__EXCERPT PROVIDED__
────────────────────

Multiple Choices Flashcards
A corporation organized for religious purposes.
a. Corporation aggregate
b. Close corporation
c. Lay corporation
d. Ecclesiastical corporation
Ecclesiastical corporation
A class of stock entitling the holder to vote on corporate matters, to receive dividends after other claims and dividends have been paid (specially to preferred shareholders), and to share in assets upon liquidation.
a. Common stock
b. Watered stock
c. Preferred stock
d. Treasury stock
Common stock
A contract of the corporation with one or more of its directors or trustees or officers.
a. Doctrine of corporate opportunity
b. Doctrine of double compensation
c. Doctrine of self-dealing board of directors.
d. Doctrine of trust fund
Doctrine of self-dealing board of directors.
A corporation created in strict or substantial conformity with the mandatory statutory requirements for incorporation and the right of which to exist as a corporation cannot be successfully attacked or questioned by any party even in a direct proceeding for that purpose by the state.
a. De facto corporation
b. Government- owned or controlled corporation
c. Quasi- public corporation
d. De jure corporation
De jure corporation
It constitutes charter or fundamental law of the corporation.
a. Articles of incorporation
b. By-laws
c. Rules, regulation and discipline
d. None of the above
By-laws
It is an artificial being created by operation of law, having the right of succession and the powers, attributes and properties expressly authorized by law or incidental to its existence.
a. Sole Proprietorship
b. Corporation Sole
c. Corporation
d. Partnership
Corporation
A corporation incorporated under the laws of the Philippines.

────────────────────

Entries from a point annotation set
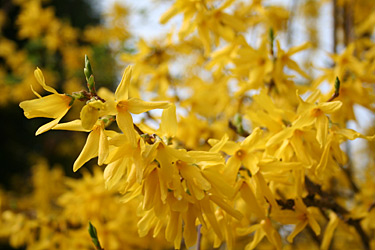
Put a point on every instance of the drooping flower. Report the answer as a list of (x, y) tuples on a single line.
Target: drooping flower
[(52, 106)]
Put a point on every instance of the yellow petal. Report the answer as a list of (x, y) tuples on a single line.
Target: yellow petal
[(217, 181), (330, 229), (40, 78), (125, 123), (255, 135), (89, 115), (89, 151), (47, 126), (258, 236), (313, 223), (284, 134), (113, 173), (149, 187), (103, 147), (231, 169), (321, 124), (172, 226), (75, 125), (205, 156), (168, 123), (324, 159), (137, 106), (217, 145), (122, 91), (226, 207), (297, 229), (210, 215), (35, 93), (330, 107), (248, 196), (190, 232), (51, 106)]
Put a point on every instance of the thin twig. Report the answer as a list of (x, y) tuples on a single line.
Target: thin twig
[(199, 239)]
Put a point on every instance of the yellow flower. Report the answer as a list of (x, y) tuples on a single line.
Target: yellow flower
[(52, 106), (126, 105), (305, 217), (96, 143)]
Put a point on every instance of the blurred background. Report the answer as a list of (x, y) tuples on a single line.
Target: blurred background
[(55, 35)]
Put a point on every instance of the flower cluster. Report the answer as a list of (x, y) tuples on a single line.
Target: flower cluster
[(253, 155)]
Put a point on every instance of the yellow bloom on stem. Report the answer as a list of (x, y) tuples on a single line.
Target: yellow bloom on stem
[(96, 143), (52, 106), (126, 105), (304, 217)]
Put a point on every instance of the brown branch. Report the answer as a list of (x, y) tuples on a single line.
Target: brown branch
[(327, 202), (238, 131)]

────────────────────

__PROBLEMS TO SOLVE__
A - Repeat the corporation law flashcards from "a. De facto" to "to its existence." word for word.
B - According to the corporation law flashcards, what is a corporation organized for religious purposes called?
C - Pick up the corporation law flashcards where they stop and keep them going.

__TASK-BY-TASK RESULTS__
A -
a. De facto corporation
b. Government- owned or controlled corporation
c. Quasi- public corporation
d. De jure corporation
De jure corporation
It constitutes charter or fundamental law of the corporation.
a. Articles of incorporation
b. By-laws
c. Rules, regulation and discipline
d. None of the above
By-laws
It is an artificial being created by operation of law, having the right of succession and the powers, attributes and properties expressly authorized by law or incidental to its existence.

B - An ecclesiastical corporation.

C -
a. Corporation by prescription
b. Domestic Corporation
c. Foreign Corporation
d. Corporation by estoppel
Domestic Corporation
A person shall be disqualified from being a director, trustee or officer of any corporation if, within 5 years prior to the election or appointment as such, the person was:
a. Found administratively liable for any offense involving fraudulent acts.
b. Convicted by final judgment of an offense punishable by imprisonment for a period exceeding 6 years.
c. Found by a foreign court or equivalent foreign regulatory authority for acts, violations or misconduct.
d. All of the above.
All of the above.
Subscriptions to the capital stock of a corporation constitute a fund to which the creditors have a right to look for the satisfaction of their claims.
a. Doctrine of corporate opportunity
b. Trust funds doctrine
c. Doctrine of indivisibility
d. None of the above
Trust funds doctrine
It is a body created by- laws and composed of not less than three members of the board which, subject to the statutory limitations, has all the authority of the board of directors to the extent provided in the by-laws.
a. Officers committee
b. Trust committee
c. Board of committee
d. Executive committee
Executive committee
It is one where no part of its income is distributable as dividends to its members, trustees, or officers.
a. Non-stock corporation
b. Stock corporation
c. Corporation by prescription
d. Corporation aggregate
Non-stock corporation
Are shares of stock which have been issued and fully paid for, but subsequently reacquired by the issuing corporation by purchase, redemption, donation or through some other lawful means.
a. Redeemable share
b. Treasury stock
c. Convertible share
d. Founder`s share
Treasury stock
A written contract to purchase newly issued shares of stock.
a. Purchase contract
b. Sales contract
c. Redemption contract
d. Subscription contract
Subscription contract
Is the book which records the names and addresses of all stockholders arranged alphabetically, the installment paid and unpaid on all stock for which subscription has been made, and the date of payment thereof.
a. Ledgers
b. Journals
c. Check book
d. Stock and transfer book
Stock and transfer book
Refers to the continuation of a corporation`s legal status despite changes in ownership or management.
a. Succession
b. Dissolution
c. Inheritance
d. Liquidation
Succession
It is a person who, apart from shareholdings and fees received from the corporation, is independent of management and free from any business or other relationship which could, or could reasonably be perceived to materially interfere with the exercise of independent judgement in carrying out the responsibilities as a director.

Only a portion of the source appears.